# START OF RECORDS

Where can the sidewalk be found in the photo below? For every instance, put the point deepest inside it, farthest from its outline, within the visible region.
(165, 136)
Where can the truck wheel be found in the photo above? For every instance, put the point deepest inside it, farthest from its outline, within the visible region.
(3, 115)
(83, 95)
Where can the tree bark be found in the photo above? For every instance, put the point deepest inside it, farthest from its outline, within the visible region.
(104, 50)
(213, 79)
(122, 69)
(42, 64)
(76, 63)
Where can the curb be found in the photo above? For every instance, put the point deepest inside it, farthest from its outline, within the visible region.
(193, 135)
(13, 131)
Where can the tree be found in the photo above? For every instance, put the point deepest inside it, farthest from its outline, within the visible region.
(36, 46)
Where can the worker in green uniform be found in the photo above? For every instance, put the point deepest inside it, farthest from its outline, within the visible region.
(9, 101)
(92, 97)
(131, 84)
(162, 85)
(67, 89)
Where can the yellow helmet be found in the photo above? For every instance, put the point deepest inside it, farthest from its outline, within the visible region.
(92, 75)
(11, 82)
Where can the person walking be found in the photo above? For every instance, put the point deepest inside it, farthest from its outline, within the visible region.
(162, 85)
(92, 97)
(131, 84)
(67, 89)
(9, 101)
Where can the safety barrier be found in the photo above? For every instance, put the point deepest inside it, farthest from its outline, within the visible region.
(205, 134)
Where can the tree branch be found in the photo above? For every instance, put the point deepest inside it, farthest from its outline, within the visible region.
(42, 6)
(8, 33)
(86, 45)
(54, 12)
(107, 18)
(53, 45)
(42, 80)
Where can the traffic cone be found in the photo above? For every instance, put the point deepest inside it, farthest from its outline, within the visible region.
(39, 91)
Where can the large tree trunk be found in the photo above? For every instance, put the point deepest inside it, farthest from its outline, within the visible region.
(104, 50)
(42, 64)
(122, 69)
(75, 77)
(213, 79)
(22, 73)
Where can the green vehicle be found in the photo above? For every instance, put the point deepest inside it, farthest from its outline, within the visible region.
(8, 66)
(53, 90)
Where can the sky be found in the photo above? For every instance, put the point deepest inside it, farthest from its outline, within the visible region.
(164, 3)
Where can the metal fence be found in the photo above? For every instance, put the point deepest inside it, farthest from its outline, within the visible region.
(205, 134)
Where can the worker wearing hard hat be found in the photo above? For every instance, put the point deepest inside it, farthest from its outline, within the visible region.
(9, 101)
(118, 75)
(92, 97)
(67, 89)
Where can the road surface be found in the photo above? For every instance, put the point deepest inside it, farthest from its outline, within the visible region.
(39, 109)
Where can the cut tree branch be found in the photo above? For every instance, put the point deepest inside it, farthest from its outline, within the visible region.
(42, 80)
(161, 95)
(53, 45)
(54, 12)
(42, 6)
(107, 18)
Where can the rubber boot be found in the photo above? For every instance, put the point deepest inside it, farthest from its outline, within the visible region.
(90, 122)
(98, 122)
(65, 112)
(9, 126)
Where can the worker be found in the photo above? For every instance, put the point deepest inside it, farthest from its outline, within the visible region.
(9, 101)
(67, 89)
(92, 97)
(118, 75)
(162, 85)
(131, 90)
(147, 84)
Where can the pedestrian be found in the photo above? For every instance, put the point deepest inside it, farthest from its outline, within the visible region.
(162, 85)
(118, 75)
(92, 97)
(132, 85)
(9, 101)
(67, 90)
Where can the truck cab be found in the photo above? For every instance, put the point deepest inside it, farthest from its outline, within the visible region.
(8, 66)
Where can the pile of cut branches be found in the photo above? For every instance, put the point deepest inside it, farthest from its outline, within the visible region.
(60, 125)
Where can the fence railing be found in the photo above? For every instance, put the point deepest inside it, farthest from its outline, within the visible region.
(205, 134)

# END OF RECORDS

DESCRIPTION OF THE TASK → Copy the records from the line with "Where can the cut" through the end of the records, substituting "visible area" for "visible region" and leaving everything else unchanged.

OUTPUT FOR THIS EXERCISE →
Where can the cut tree branch be found in the photo above? For every instance, put the point deepest inside it, farthest from its outline, within the visible area.
(42, 80)
(161, 95)
(53, 45)
(54, 12)
(42, 6)
(107, 18)
Where can the rubber boot be found in the photo above? For every instance, put the point deepest inside it, farthest from its outline, within the visible area.
(90, 122)
(98, 122)
(65, 112)
(9, 126)
Where can the worker be found in the photo above? For every instance, put the point deepest inside it, farthest from its outline, within the visible area.
(9, 101)
(67, 89)
(92, 97)
(118, 75)
(162, 85)
(131, 90)
(147, 84)
Where can the pedestrian be found in the photo above? For every instance, put the point deepest inside it, farthest from its outline, within the visible area.
(162, 85)
(118, 75)
(92, 97)
(132, 85)
(9, 101)
(67, 90)
Where can the truck cab be found in the photo above? For every instance, put the point deepest inside it, farthest from its outline, within the visible area.
(8, 66)
Where can the pile of cut branches be found in the photo above? For every instance, put the point deepest inside it, farthest from its outline, within the visible area.
(60, 125)
Where can the fence railing be found in the photo above? For every instance, put the point deepest inside it, farthest from its outline, within the visible area.
(205, 134)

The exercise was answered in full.